Фрагмент для чтения
• • •
Историков могут преследовать за их точку зрения? Протоиерей Георгий Митрофанов — о новом законопроекте. Текст: Вероника Словохотова. — «Правмир», 2021, 19 мая <http://www.pravmir.ru>.
Говорит Георгий Митрофанов: «Подводя итог, я бы вспомнил мысль нашего великого религиозного философа Владимира Сергеевича Соловьева: „Идея нации есть не то, что она сама думает о себе во времени, но то, что Бог думает о ней в вечности”. <...> Как русский православный христианин я надеюсь на то, что Господь имеет попечение о России. И, будучи церковным историком, я убежден, что только свободное историческое исследование, только свободная историческая дискуссия помогут нам понять то, что Бог думает о нас в вечности».
О. Н. Литвинова. Библейские цитаты и образы в поэзии Марии Шкапской. — «Проблемы исторической поэтики» (Научный журнал ПетрГУ), Петрозаводск, 2021, том 19, № 2 <https://poetica.pro>.
«В одном из вариантов автобиографии 1926 г. (т. е. после публикации последней прижизненной поэтической книги „Земные ремесла” (1925) и, как принято считать, расставшись с лирической поэзией навсегда) Шкапская вполне определенно заявляет: „Источником же, питавшим мое творчество в смысле устремления и содержания, считаю книгу из книг — Библию”».
«Между строк»: «Черный человек» Сергея Есенина. Беседу вел Лев Оборин. — «Полка», 2021, 13 мая <https://polka.academy/materials>.
Говорит Олег Лекманов: «Есенин всю жизнь носил маски, об этом идет речь в поэме. И мне кажется, что на нее можно так и взглянуть — как на исповедь. Признаться, что ты всегда врал, много раз нельзя, но один раз можно».
• • •
Задания
• A. Ответьте на вопросы по обзору публикаций, каждый ответ дайте с новой строки с той же пометкой:
(i) Какую книгу Шкапская назвала источником, питавшим ее творчество?
(ii) Мысль какого философа об идее нации вспоминает Георгий Митрофанов?
(iii) Что, по словам Олега Лекманова, Есенин носил всю жизнь?
• B. Напишите следующую часть обзора публикаций, начиная сразу после его последнего абзаца.

Исходные данные
• • •
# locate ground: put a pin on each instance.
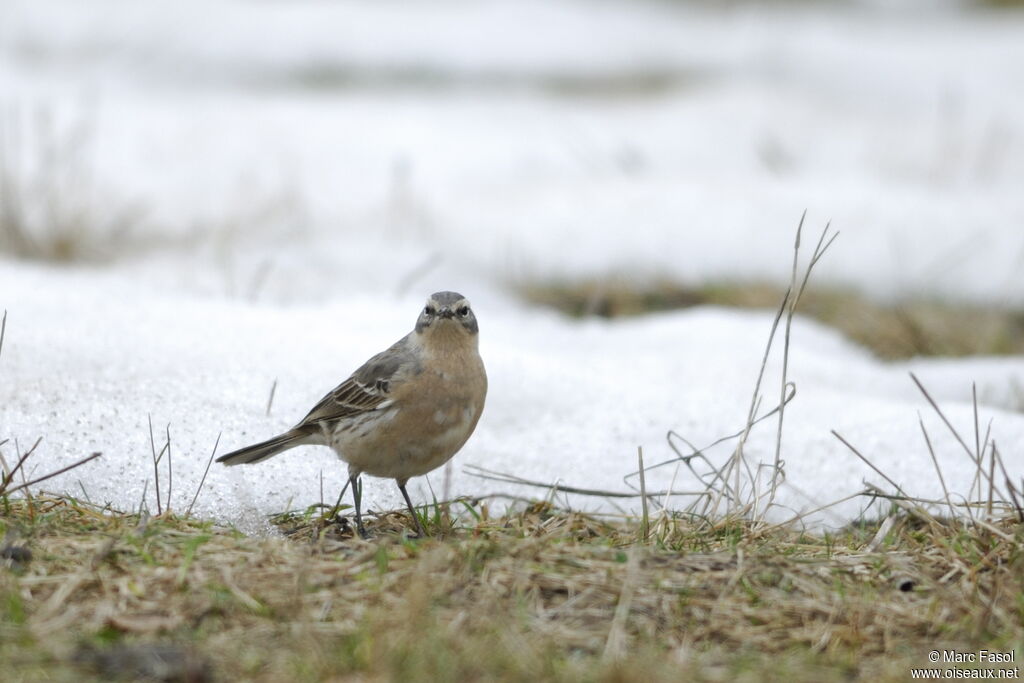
(539, 594)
• • •
Ответы к заданиям
• A.
(i) Библию.
(ii) Владимира Сергеевича Соловьева.
(iii) Маски.

• B.
«Но вообще я бы не стал усложнять этот текст. Это важный посыл, который я бы хотел донести. Я довольно много перед нашим разговором всего перечитал про эту поэму, и основное ощущение было — досада. Так много говорят об этой поэме как о философской, о сложной, возводят к очень большому количеству источников, но при этом, мне кажется, основная сила этого текста — в его простоте, а то и в некоторой небрежности. Это всегда было у Есенина: у меня, во всяком случае, часто возникает ощущение странное, потому что рядом с гениальными строками встречается „картон”, строки, написанные как попало».
«По мысли Михаила Леоновича Гаспарова, после революции Маяковский сам оказался в творческом тупике, он ушел от поэзии хулигана-апаша и начал писать стихи революционного работника, а Есенин занял освободившееся место. Это справедливо, как мне кажется. Понятно, что стихи были оркестрованы уже по-есенински, и никуда не делся миф крестьянского поэта, которого у Маяковского не было».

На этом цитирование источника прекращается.